Trecho fornecido>
Com a ciência árabe torna-se possível ler numa mesma língua as traduções e a produção científica dos antigos, assim como toda a pesquisa avançada dos modernos. Isso era feito em árabe tanto em Samarcanda quanto em Granada, passando por Bagdá, Damasco, Cairo ou Palermo. Mesmo quando acontecia de um estudioso escrever em sua língua materna, especialmente o persa -caso de Al-Nasaui ou de Nasir al-Din al-Tusi-, ele mesmo se encarregava de traduzir seus próprios escritos ao árabe.
Em suma, a partir do século 9, a ciência tinha o árabe como língua, e este, por sua vez, assumiu uma dimensão universal: não é mais a língua de um povo, mas a de vários; não é mais a língua de uma cultura, mas a de todos os saberes.
Duas práticas vivem crescimento sem precedentes. Primeiro, as viagens científicas -basta ler biografias: Ibn al-Haytham entre Bassra e Cairo, Maimônides, de Córdoba ao Cairo, Sharaf al-Din al-Tusi, de Tus a Damasco, passando por Hamadhan, Mossul e Aleppo.
A correspondência científica, novo gênero literário, é instrumento de colaboração e difusão da pesquisa. Percebe-se que essa ciência se cerca de um cortejo de transformações: as relações entre as tradições antigas se modificam, a biblioteca científica muda de composição, a mobilidade dos sábios e das idéias adquire outra escala.
Pode ser espantoso que uma característica tão fundamental da ciência árabe tenha ficado esquecida e escapado da atenção dos historiadores. Alguns evocam o olhar oblíquo de uma ideologia histórica que via na ciência clássica apenas o feito de europeus. Mas é preciso acrescentar duas considerações: uma diz respeito à história, outra à historiografia, às ciências.
Trata-se, em primeiro lugar, de vínculos que unem a ciência árabe a seus prolongamentos latinos e, de maneira geral, à ciência da Europa Ocidental até o século 17. Nada se pode compreender a ciência latina a partir do século 12 sem as traduções do árabe; não se apreciará melhor a pesquisa sem fazer referência a al-Khwarizmi, Abu Kamil e Ibn al-Haytham. Esses elos atraíram os historiadores e mantiveram na sombra as relações entre a ciência árabe, Índia e China.

Material fornecido>

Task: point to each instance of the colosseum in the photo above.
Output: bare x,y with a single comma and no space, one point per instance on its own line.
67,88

Faça isto>
Diga se cada afirmação abaixo concorda com o trecho sobre a ciência árabe, respondendo sim ou não e citando literalmente as palavras do trecho que decidem. (a) Maimônides foi de Córdoba ao Cairo. (b) A correspondência científica era um gênero literário já antigo. (c) O estudioso que escrevia em sua língua materna deixava a tradução ao árabe para outras pessoas. As linhas formam um material à parte, separado do trecho.

Resposta completa>
(a) Sim: "Maimônides, de Córdoba ao Cairo"
(b) Não: "A correspondência científica, novo gênero literário"
(c) Não: "ele mesmo se encarregava de traduzir seus próprios escritos ao árabe"